#### WHAT IS BEING ASKED
Make an exact copy of the lines starting at the top of the listing below and ending at the line that contains "x=671, y=216", inclusive.

#### DATASET
+===+
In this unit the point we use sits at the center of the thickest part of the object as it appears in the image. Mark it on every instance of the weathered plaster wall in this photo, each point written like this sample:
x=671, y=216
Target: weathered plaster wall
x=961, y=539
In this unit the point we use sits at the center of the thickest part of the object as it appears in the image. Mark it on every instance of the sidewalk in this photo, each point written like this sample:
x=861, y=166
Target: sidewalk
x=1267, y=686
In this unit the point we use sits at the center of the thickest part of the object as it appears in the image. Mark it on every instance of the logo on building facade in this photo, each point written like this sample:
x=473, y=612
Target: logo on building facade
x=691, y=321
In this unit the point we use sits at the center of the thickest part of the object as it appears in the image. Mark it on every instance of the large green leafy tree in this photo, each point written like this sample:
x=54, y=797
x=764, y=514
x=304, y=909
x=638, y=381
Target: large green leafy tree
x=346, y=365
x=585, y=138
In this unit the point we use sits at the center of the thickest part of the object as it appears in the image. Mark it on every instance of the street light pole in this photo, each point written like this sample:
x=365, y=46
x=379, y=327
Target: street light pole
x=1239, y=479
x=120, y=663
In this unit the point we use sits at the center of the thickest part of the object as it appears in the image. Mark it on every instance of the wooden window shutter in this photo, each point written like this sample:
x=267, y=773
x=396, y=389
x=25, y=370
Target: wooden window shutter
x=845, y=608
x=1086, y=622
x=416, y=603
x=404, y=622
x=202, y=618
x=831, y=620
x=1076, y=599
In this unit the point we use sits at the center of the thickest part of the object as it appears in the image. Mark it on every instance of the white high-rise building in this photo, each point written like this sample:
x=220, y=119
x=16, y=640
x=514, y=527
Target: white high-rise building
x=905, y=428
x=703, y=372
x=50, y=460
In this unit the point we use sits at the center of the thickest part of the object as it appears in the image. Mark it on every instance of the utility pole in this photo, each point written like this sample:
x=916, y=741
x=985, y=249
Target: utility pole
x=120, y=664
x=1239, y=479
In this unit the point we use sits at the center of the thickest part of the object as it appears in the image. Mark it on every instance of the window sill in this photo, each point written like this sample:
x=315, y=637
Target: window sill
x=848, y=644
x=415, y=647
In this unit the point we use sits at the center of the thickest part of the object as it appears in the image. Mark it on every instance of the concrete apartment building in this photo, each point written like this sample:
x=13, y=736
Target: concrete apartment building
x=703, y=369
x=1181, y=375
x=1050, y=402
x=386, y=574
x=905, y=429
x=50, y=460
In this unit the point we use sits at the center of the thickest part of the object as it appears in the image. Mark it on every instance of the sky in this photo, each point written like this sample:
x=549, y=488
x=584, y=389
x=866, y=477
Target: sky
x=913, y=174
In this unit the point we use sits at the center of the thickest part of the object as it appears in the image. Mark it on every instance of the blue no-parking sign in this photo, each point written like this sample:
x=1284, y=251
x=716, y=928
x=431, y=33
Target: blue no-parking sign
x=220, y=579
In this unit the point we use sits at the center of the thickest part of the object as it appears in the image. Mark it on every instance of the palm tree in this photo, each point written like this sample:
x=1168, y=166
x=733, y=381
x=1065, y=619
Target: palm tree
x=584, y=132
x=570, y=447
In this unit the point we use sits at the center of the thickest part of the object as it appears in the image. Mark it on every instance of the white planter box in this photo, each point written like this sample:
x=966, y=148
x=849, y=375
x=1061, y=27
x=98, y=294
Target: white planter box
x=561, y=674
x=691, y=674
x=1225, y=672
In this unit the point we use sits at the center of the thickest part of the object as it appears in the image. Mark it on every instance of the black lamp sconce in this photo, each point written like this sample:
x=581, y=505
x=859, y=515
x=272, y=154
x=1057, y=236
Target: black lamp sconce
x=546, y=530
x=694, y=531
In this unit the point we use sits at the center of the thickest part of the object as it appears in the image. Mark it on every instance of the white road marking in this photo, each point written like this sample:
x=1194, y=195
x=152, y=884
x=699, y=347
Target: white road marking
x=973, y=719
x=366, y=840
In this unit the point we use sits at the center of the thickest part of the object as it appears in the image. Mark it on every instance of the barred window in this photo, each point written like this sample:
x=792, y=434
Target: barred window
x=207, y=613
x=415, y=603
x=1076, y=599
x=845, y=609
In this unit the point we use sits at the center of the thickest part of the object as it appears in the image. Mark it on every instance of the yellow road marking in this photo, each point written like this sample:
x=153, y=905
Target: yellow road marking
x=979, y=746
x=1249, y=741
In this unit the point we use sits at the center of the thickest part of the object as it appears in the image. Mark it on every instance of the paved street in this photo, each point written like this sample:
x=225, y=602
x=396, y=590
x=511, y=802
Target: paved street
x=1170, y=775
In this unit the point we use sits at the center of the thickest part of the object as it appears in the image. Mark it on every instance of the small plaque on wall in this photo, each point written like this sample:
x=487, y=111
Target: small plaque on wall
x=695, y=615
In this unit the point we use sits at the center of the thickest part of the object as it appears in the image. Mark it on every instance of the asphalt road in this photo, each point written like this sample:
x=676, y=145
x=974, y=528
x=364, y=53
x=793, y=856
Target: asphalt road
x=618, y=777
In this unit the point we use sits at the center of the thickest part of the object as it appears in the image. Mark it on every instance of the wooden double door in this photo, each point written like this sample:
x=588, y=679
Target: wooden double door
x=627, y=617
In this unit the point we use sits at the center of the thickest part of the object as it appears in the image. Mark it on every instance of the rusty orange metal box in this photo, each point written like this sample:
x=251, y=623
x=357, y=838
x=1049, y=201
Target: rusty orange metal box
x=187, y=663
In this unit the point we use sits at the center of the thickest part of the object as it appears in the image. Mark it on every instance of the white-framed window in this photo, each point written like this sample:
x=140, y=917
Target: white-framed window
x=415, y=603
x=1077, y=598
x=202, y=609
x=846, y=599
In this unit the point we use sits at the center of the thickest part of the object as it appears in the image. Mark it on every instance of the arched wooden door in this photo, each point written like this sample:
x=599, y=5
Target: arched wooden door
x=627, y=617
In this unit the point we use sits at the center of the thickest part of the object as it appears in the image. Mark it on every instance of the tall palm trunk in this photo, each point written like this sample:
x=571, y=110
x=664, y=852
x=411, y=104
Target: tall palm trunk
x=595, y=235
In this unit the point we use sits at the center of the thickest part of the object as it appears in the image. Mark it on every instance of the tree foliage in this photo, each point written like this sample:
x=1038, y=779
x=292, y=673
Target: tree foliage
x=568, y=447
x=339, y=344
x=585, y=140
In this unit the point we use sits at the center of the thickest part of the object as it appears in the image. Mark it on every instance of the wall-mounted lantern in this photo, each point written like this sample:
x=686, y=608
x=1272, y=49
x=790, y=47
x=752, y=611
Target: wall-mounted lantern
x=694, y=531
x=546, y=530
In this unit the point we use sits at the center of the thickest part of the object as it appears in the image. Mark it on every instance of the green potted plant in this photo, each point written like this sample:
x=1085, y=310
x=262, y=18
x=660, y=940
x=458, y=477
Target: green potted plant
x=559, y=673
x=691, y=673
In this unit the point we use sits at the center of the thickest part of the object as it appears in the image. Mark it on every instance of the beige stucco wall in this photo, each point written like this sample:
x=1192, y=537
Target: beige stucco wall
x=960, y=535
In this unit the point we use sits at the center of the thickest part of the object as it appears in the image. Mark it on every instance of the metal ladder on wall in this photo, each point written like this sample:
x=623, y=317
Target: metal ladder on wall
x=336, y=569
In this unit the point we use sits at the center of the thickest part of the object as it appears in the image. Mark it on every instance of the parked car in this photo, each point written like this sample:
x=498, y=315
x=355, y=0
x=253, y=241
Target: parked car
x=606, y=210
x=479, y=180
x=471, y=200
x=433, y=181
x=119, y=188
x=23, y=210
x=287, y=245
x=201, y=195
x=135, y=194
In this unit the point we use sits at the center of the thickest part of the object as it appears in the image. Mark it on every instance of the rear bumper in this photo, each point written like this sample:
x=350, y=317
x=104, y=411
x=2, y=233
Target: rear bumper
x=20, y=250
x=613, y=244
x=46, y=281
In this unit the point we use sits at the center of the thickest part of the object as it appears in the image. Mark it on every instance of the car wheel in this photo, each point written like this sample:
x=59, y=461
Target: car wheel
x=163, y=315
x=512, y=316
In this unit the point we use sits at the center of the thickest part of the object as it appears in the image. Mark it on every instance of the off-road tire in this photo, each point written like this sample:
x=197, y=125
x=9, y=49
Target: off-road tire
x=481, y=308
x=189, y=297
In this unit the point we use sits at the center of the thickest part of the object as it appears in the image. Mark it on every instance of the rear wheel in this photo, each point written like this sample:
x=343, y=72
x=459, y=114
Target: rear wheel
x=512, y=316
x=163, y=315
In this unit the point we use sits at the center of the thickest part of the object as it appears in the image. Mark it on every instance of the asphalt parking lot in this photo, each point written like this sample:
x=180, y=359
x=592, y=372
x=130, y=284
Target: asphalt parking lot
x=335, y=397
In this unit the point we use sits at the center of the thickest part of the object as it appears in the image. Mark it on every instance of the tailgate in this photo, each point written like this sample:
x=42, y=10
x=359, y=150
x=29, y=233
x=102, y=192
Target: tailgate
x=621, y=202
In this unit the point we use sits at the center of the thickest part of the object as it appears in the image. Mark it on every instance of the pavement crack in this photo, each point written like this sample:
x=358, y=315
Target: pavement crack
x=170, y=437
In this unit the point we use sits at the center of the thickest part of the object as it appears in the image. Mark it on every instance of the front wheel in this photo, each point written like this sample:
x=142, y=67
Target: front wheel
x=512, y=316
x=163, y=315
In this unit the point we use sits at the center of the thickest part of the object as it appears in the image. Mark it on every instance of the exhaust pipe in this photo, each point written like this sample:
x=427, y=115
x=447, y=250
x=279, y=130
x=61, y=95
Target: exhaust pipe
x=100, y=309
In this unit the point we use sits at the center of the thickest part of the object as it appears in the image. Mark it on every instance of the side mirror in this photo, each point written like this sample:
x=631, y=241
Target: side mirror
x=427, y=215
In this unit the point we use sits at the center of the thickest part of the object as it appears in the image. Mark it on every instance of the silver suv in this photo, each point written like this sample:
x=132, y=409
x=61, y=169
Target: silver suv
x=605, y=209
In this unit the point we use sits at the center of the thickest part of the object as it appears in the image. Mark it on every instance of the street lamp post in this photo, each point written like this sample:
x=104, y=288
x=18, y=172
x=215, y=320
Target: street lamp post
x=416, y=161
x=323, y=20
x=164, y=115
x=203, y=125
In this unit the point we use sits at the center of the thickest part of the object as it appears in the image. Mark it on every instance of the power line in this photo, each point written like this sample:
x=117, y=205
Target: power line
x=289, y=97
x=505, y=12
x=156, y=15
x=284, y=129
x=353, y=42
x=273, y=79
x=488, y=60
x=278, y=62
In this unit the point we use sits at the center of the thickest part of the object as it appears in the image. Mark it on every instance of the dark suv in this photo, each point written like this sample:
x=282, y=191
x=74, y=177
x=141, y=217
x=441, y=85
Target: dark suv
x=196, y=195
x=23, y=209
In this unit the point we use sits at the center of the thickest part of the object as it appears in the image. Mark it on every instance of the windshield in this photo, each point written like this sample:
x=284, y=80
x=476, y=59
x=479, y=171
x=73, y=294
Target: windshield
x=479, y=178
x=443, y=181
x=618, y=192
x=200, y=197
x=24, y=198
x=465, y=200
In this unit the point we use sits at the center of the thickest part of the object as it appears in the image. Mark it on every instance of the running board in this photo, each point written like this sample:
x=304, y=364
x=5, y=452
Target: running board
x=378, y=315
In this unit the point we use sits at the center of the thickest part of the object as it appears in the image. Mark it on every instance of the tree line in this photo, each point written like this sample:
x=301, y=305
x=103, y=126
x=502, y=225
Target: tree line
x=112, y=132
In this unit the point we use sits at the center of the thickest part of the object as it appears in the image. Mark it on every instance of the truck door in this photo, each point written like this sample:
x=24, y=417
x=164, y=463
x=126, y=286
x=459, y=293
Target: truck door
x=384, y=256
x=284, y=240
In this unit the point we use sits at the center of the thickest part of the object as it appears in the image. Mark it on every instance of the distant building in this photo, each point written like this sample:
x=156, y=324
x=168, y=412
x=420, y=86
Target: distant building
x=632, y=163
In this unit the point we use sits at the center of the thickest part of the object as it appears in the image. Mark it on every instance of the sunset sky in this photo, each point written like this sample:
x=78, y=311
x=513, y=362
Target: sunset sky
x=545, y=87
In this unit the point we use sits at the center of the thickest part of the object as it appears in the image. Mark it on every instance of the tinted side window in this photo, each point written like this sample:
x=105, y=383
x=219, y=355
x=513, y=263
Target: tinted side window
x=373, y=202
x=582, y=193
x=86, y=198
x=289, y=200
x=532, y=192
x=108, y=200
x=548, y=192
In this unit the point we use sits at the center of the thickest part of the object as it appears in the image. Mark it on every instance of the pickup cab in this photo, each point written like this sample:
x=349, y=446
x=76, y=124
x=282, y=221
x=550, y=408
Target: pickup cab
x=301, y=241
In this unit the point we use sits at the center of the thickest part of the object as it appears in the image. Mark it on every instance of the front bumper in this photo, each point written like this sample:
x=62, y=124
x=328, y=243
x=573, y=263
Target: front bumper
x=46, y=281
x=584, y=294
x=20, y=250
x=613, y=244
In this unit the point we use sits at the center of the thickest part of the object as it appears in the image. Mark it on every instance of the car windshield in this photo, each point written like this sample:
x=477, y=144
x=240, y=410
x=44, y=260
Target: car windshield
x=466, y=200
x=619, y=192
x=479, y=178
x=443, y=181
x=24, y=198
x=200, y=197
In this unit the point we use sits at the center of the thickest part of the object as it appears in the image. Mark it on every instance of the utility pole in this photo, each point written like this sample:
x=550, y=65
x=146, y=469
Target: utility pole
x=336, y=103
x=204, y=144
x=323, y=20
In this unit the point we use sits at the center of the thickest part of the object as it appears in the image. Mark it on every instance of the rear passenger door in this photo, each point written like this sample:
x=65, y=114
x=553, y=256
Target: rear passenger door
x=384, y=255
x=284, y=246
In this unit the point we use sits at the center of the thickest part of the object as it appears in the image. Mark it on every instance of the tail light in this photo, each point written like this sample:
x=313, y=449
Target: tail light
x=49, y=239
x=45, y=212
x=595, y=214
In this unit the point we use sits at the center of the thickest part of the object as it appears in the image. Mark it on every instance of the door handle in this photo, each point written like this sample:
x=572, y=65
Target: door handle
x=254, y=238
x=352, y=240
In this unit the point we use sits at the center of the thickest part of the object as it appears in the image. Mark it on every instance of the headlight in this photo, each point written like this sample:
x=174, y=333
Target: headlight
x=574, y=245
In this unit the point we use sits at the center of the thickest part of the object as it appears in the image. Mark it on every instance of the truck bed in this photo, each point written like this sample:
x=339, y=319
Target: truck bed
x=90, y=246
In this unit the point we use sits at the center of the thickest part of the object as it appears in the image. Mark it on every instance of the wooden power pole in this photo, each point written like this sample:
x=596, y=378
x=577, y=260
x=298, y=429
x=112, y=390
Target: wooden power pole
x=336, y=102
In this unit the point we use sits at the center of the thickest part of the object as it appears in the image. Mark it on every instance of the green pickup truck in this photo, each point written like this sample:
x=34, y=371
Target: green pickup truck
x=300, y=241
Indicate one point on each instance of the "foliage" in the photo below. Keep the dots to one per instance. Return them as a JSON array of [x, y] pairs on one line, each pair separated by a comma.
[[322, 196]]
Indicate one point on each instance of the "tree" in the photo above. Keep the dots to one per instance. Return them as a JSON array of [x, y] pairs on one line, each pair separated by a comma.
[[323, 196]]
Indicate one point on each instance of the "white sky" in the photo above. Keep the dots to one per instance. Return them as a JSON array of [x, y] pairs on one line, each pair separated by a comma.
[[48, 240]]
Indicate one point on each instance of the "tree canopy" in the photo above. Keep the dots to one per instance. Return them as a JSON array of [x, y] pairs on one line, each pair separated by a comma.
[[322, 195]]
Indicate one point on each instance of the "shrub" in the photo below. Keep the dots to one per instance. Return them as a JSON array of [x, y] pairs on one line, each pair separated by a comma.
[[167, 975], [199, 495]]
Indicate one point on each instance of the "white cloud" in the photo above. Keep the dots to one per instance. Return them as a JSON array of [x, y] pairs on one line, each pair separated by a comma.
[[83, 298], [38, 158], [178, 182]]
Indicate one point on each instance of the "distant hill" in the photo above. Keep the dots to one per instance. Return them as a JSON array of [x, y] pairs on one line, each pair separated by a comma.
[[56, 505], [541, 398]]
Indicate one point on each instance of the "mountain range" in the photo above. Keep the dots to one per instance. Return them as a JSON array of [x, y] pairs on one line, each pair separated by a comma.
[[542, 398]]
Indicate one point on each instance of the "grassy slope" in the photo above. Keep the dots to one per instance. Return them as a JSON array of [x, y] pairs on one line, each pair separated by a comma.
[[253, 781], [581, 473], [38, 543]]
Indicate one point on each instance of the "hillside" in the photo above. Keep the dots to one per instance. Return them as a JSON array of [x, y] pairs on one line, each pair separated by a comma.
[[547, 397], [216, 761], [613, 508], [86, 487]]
+===+
#### RESPONSE TO THIS TASK
In this unit the point we use sits at the center of the thickest part of the object as it appears in the image. Mark it on every instance of the weathered plaster wall in this photo, each point written like this sample:
x=671, y=216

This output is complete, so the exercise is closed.